Problème posé ▸ Relevez toutes les années citées dans le texte ci-dessous sur le projet « Pauvreté — Identité — Société ». Donnez chacune une seule fois, dans l'ordre de leur première apparition.

=== Document source ===

Ce rapport est le résultat du projet de recherche intitulé «Pauvreté — Identité — Société» (PIS) que le Mouvement ATD Quart Monde a mené de 2019 à 2023. Grâce à la méthode du Croisement des savoirs, des personnes en situation de pauvreté (dont la moitié, en première ou deuxième génération, a un lien avec les mesures de coercition à des fins d’assistance avant 1981), des professionnel·le·s et des scientifiques ont travaillé ensemble d’une part sur ce que cela signifie, aujourd’hui en Suisse, de vivre dans la pauvreté et de dépendre d’un soutien, et d’autre part sur la manière dont le lien entre assistance et coercition s’est développé jusqu’à aujourd’hui.

Ce projet de recherche est né de la conviction qu’il est indispensable de mettre un terme à la violence et à l’absence de protection institutionnelles

— reconnues, en 2013, comme telles par la Confédération en ce qui concerne les mesures de coercition à des fins d’assistance pratiquées en Suisse jusqu’en 1981.

Ce projet, soutenu par l’Office fédéral de la justice, a permis d’élaborer un savoir collectif qui met en lumière les relations entre la société, les institutions et les personnes en situation de pauvreté. Les principaux enseignements de ce dialogue ont ensuite été rassemblés au moyen d’un processus de co-écriture.

Ils mettent en évidence le fait qu’une grande partie de la société continue à méconnaitre, à ne pas comprendre ou à ne pas prendre en compte la réalité de la pauvreté en Suisse.

Les droits et les possibilités d’action des personnes en situation de pauvreté continuent souvent d’être limités et cela sans fondement juridique. Cela s’accompagne d’un contrôle administratif restrictif lors de l’octroi de prestations sociales ainsi que lors de la mise en œuvre de mesures de protection de l’enfant et de l’adulte.

=== Données recueillies ===

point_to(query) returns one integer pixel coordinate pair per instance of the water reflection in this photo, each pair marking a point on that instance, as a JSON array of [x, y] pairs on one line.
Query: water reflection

===

Résultat obtenu ▸ 2019, 2023, 1981, 2013